Dataset entries:

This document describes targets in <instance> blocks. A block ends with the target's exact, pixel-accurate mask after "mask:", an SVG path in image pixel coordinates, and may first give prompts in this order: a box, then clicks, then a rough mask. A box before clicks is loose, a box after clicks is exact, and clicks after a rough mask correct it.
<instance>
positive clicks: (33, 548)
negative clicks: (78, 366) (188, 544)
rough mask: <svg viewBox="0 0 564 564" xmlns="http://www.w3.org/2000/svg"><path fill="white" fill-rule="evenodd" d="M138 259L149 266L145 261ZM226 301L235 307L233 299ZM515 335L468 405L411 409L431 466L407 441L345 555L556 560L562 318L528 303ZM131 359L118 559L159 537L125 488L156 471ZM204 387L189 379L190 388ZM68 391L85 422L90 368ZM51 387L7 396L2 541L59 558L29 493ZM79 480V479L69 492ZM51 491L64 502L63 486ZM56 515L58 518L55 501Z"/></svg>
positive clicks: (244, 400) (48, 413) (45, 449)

■ INSTRUCTIONS TO FOLLOW: Replace every "rough mask" in the material with "coarse mask" and leave the rest unchanged.

■ REPLY:
This document describes targets in <instance> blocks. A block ends with the target's exact, pixel-accurate mask after "mask:", an SVG path in image pixel coordinates, and may first give prompts in this order: a box, then clicks, then a coarse mask. A box before clicks is loose, a box after clicks is exact, and clicks after a coarse mask correct it.
<instance>
positive clicks: (33, 548)
negative clicks: (78, 366) (188, 544)
coarse mask: <svg viewBox="0 0 564 564" xmlns="http://www.w3.org/2000/svg"><path fill="white" fill-rule="evenodd" d="M138 259L149 266L145 261ZM226 301L235 307L233 299ZM515 335L468 405L411 409L431 466L407 441L345 555L556 560L562 318L528 303ZM131 359L118 559L159 537L125 488L156 471ZM204 387L189 379L190 388ZM68 391L85 422L90 368ZM51 387L7 396L2 541L59 558L29 493ZM79 480V479L69 492ZM51 491L64 502L63 486ZM56 515L58 518L55 501Z"/></svg>
positive clicks: (244, 400) (48, 413) (45, 449)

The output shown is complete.